### WRITTEN PROBLEM
Update the stretch of records from the line containing "Where can you spot the freezer" through the line containing "[[80, 170]]", replacing "stainless steel" with "brushed metal" and leaving everything else unchanged.

─── DATASET ROWS

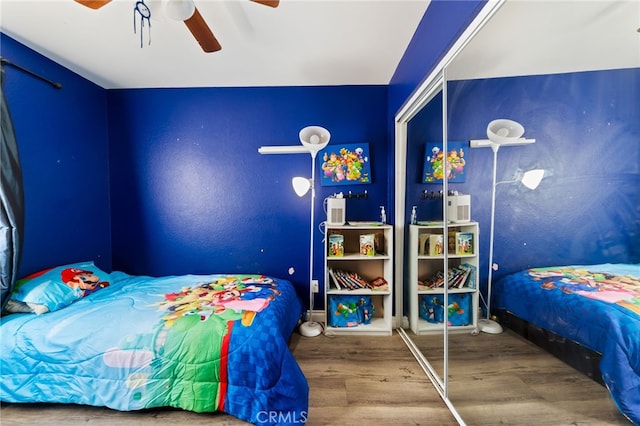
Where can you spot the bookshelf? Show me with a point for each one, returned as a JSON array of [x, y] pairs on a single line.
[[426, 269], [348, 254]]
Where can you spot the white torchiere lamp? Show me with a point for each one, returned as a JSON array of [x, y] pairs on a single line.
[[502, 132], [313, 139]]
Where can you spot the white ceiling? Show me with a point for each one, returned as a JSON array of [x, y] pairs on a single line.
[[537, 37], [299, 43], [316, 42]]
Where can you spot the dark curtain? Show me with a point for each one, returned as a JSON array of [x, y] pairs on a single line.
[[12, 201]]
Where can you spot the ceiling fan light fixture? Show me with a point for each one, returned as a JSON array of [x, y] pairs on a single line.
[[179, 10]]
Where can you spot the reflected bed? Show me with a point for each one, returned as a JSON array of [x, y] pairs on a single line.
[[594, 308]]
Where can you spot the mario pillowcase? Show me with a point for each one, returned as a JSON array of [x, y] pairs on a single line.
[[55, 288]]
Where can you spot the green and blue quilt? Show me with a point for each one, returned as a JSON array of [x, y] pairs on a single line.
[[197, 342]]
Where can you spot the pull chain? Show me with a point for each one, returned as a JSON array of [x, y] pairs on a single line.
[[145, 14]]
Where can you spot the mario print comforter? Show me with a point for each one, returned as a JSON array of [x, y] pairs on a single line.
[[597, 306], [197, 342]]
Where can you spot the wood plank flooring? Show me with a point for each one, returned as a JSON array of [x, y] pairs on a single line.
[[505, 379], [353, 380], [359, 380]]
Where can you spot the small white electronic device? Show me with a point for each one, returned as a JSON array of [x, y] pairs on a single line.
[[336, 210], [459, 208]]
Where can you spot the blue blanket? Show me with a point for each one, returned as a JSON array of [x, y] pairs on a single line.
[[597, 306], [196, 342]]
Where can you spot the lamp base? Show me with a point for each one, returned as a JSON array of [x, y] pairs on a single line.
[[310, 329], [489, 326]]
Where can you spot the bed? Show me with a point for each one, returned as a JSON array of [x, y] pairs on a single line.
[[594, 306], [201, 343]]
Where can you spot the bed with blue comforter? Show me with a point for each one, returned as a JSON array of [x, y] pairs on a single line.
[[597, 306], [197, 342]]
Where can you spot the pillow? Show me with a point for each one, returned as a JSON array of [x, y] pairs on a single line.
[[55, 288]]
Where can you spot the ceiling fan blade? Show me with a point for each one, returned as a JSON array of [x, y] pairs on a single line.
[[270, 3], [202, 33], [93, 4]]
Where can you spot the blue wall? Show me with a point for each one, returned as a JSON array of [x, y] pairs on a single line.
[[191, 194], [63, 146], [170, 181], [587, 131]]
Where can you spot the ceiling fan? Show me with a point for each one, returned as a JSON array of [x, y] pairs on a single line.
[[186, 11]]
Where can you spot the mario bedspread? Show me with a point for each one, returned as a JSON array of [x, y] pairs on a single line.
[[597, 306], [196, 342]]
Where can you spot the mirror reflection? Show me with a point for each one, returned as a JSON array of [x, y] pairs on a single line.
[[570, 77]]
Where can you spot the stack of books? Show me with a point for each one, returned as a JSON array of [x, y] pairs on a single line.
[[344, 280], [458, 277]]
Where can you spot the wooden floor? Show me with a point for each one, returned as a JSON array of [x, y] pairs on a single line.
[[496, 380], [506, 380]]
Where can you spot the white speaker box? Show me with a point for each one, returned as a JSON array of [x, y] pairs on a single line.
[[336, 211], [459, 208]]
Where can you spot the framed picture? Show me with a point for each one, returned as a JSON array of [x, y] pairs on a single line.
[[433, 171], [345, 164]]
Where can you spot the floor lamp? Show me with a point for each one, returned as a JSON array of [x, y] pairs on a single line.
[[313, 139], [502, 132]]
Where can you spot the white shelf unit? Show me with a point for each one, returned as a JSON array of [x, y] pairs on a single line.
[[369, 268], [423, 265]]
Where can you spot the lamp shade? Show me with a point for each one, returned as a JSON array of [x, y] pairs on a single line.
[[532, 178], [301, 185], [180, 10], [504, 131], [314, 138]]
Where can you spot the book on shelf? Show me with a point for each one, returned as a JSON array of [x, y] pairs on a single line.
[[436, 245], [470, 280], [336, 245], [335, 281], [457, 277], [464, 242], [345, 280], [379, 284], [367, 244], [423, 244]]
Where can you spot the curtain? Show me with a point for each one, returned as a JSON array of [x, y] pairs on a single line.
[[11, 201]]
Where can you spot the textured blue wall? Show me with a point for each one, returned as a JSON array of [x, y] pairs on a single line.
[[191, 194], [62, 141], [587, 131]]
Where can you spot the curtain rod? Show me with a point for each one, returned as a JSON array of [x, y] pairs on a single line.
[[4, 61]]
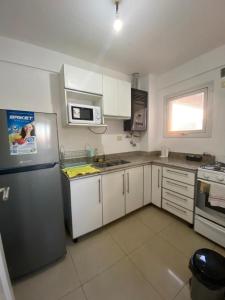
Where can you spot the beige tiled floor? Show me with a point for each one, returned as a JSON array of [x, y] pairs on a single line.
[[141, 257]]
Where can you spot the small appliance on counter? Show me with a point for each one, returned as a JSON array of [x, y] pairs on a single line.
[[31, 204], [138, 121]]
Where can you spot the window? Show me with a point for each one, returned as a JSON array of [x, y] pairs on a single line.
[[188, 114]]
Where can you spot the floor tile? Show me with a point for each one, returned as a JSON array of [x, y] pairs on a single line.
[[121, 282], [220, 250], [75, 295], [94, 254], [184, 294], [130, 234], [163, 266], [50, 284], [185, 238], [155, 218]]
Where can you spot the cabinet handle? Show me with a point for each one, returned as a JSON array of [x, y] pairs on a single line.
[[176, 196], [128, 183], [5, 192], [181, 210], [158, 177], [123, 184], [99, 190], [176, 184], [176, 172]]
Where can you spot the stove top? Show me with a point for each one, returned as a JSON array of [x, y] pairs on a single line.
[[218, 167]]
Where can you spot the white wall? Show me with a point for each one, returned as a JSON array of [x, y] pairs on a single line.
[[29, 80], [200, 70]]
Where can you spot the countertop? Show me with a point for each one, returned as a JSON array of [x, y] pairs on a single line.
[[139, 159]]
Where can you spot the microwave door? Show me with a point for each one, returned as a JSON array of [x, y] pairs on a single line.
[[203, 202], [82, 114]]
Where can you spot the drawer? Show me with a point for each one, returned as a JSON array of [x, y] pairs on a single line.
[[179, 175], [179, 199], [178, 211], [179, 187]]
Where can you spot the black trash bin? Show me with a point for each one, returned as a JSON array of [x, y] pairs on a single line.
[[208, 280]]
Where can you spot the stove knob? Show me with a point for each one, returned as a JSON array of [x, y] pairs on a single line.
[[220, 178]]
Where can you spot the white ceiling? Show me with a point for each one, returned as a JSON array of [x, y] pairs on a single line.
[[157, 34]]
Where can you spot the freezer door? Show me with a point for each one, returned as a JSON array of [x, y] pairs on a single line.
[[47, 143], [31, 219]]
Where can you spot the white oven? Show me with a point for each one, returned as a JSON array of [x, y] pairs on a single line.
[[84, 114]]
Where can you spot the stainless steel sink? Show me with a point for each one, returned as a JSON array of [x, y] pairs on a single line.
[[110, 163]]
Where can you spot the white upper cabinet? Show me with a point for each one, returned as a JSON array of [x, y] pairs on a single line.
[[82, 80], [124, 98], [116, 98]]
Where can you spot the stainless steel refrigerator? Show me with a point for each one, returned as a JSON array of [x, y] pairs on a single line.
[[31, 206]]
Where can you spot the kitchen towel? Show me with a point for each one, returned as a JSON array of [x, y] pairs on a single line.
[[217, 195], [80, 170]]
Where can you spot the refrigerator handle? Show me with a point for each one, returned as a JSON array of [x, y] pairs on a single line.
[[5, 191]]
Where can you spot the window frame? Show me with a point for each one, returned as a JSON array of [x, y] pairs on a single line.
[[207, 88]]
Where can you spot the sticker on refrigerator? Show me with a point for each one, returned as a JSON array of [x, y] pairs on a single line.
[[21, 131]]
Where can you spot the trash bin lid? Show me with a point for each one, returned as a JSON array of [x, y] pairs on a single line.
[[209, 267]]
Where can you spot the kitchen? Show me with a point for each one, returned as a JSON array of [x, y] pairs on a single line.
[[32, 60]]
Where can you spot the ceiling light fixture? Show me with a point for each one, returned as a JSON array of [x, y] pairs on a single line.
[[118, 24]]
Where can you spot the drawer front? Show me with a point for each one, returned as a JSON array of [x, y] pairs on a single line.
[[175, 209], [179, 175], [179, 187], [179, 199]]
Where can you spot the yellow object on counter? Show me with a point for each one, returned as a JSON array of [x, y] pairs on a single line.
[[80, 170]]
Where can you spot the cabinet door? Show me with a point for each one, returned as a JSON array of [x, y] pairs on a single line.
[[134, 188], [147, 184], [86, 205], [110, 96], [124, 98], [156, 185], [82, 80], [113, 192]]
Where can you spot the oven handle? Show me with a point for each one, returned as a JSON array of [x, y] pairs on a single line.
[[205, 181]]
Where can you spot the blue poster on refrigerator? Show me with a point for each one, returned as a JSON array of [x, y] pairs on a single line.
[[21, 131]]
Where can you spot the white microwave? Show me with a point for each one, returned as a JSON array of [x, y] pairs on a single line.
[[84, 114]]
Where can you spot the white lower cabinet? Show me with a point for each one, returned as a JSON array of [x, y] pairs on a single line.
[[134, 188], [147, 184], [156, 185], [86, 205], [178, 193], [113, 191], [178, 210], [92, 202]]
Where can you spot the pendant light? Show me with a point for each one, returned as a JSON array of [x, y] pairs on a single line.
[[118, 24]]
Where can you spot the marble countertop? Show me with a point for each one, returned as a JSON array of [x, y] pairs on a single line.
[[138, 159]]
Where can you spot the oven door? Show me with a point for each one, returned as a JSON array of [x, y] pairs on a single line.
[[203, 206]]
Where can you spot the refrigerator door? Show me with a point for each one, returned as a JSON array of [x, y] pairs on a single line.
[[31, 219], [47, 143]]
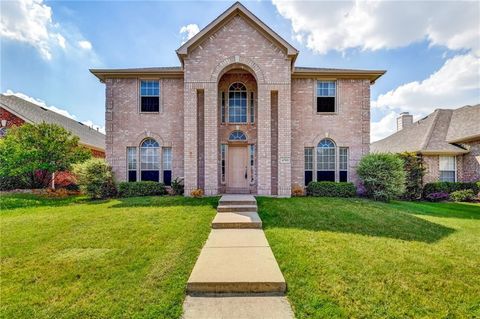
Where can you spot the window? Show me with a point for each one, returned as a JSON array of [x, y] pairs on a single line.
[[343, 163], [167, 166], [308, 158], [223, 161], [237, 103], [326, 94], [252, 163], [326, 160], [237, 136], [222, 107], [252, 107], [149, 161], [447, 169], [132, 164], [149, 96]]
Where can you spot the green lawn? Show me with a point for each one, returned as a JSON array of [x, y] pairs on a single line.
[[126, 258], [353, 258]]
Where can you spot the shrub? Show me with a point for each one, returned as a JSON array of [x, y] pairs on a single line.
[[331, 189], [382, 175], [414, 172], [466, 195], [298, 190], [144, 188], [177, 186], [95, 178], [437, 197], [449, 187], [197, 193]]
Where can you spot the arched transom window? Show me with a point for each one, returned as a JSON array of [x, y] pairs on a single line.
[[326, 160], [237, 103], [237, 136], [149, 160]]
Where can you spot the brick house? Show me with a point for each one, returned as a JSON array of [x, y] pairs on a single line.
[[237, 116], [15, 111], [447, 140]]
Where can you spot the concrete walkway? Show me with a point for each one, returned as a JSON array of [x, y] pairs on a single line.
[[236, 274]]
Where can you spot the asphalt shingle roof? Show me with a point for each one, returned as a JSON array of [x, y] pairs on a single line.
[[33, 113], [434, 133]]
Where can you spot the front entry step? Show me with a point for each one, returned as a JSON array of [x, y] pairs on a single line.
[[236, 270], [237, 220], [236, 208]]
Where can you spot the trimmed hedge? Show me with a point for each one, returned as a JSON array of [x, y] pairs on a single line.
[[449, 187], [144, 188], [331, 189]]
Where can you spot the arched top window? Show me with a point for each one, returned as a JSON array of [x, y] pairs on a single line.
[[238, 87], [149, 143], [237, 136], [326, 143], [237, 103]]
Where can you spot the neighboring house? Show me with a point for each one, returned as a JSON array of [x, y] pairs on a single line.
[[15, 111], [237, 116], [447, 140]]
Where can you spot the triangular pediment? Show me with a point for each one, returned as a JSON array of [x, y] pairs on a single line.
[[236, 9]]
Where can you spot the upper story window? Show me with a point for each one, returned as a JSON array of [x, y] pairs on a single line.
[[149, 96], [326, 96], [237, 136], [237, 103], [447, 168]]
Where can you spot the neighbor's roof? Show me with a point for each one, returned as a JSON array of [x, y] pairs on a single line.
[[431, 135], [33, 113], [236, 9]]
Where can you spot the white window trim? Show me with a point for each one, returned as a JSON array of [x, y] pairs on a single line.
[[315, 96], [139, 95]]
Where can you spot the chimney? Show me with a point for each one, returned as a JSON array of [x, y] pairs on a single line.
[[404, 120]]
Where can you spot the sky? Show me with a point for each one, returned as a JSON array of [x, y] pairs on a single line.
[[430, 49]]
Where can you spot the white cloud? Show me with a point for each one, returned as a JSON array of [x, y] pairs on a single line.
[[86, 45], [373, 25], [188, 31], [31, 22], [455, 84], [54, 109]]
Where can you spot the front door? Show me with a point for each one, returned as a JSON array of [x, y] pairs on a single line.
[[237, 169]]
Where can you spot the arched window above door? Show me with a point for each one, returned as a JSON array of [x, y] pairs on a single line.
[[237, 136], [237, 103]]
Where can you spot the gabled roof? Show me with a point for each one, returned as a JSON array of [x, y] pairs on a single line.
[[435, 134], [33, 113], [236, 9]]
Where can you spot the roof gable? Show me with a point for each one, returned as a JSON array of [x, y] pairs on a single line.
[[236, 9]]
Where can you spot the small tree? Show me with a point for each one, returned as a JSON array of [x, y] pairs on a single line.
[[35, 151], [95, 178], [382, 175], [414, 171]]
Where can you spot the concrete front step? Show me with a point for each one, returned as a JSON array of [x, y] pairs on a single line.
[[236, 270], [236, 208], [236, 307], [237, 220], [237, 200]]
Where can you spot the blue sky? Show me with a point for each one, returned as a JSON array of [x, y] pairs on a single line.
[[430, 49]]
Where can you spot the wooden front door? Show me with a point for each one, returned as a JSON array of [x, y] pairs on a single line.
[[237, 168]]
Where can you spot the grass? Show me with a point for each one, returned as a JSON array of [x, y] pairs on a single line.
[[353, 258], [126, 258]]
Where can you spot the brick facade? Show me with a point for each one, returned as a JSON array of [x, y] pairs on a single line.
[[189, 120]]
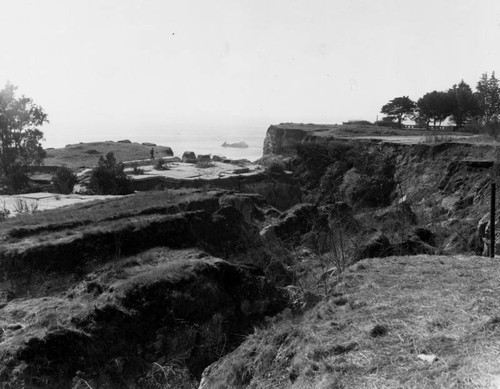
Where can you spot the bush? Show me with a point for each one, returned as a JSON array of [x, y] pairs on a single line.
[[17, 178], [64, 180], [109, 178]]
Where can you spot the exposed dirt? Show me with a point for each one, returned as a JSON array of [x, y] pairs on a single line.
[[399, 322]]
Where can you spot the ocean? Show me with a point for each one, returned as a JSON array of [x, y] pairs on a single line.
[[201, 141]]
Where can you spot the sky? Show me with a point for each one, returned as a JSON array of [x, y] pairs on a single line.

──────

### ANSWER TO THE PROBLEM
Where can you spot the freezer door? Show me with a point for each one, returned as a JSON array of [x, y] pairs on a single line.
[[47, 143], [31, 219]]
Where can you spot the white oven? Show me with a point for each one, returned as a JSON array of [x, y] pairs on a single line.
[[84, 114]]
Where can you spot the brushed metal sink? Show me with a point for each one, returned as a JSON array of [x, y] pairs on a single line.
[[110, 163]]
Where can you spot the white upper cabinet? Show me with a point for each one, returned as a JSON array of [x, y] pairs on a single line.
[[82, 80], [124, 98], [116, 98]]
Where can you spot the brushed metal refrigerator? Show me with a point for each one, returned as a JSON array of [x, y] pairs on a single line.
[[31, 206]]
Where can you spot the kitchen towel? Show me with a point for each one, returned as a JSON array of [x, y] pairs on a single line.
[[217, 195], [80, 170]]
Where can you spot the refrigerator handle? Show me with a point for each one, returned as a JSON array of [x, y] pairs on a single line.
[[5, 191]]
Where can you spot the window frame? Show me with a point for each one, returned as a JSON array of [x, y] pairs on a single line.
[[207, 88]]
Where can you spot the sticker on refrigerator? Show me with a point for each one, returned as a JSON array of [x, y] pairs on a single line.
[[21, 131]]
Where can you spot the trash bin lid? Show me with a point for each one, returned as a JSON array of [x, y] pairs on a single line.
[[209, 267]]
Where can you spot the kitchen? Show me with a point for each one, returned as a JSON array of [x, y] pairs on a single line.
[[32, 60]]
Where can you spot the ceiling light fixture? Show me with a point for each one, returned as a JSON array of [x, y] pairs on a single line.
[[118, 24]]
Where can you spot the drawer front? Show me with a point for each one, returned as a JSON array of [x, y] pairs on a single line.
[[175, 209], [179, 175], [179, 187], [179, 199]]
Where can you spot the yellow object on counter? Show me with a point for each one, returned as a JSON array of [x, y] pairs on a single line.
[[80, 170]]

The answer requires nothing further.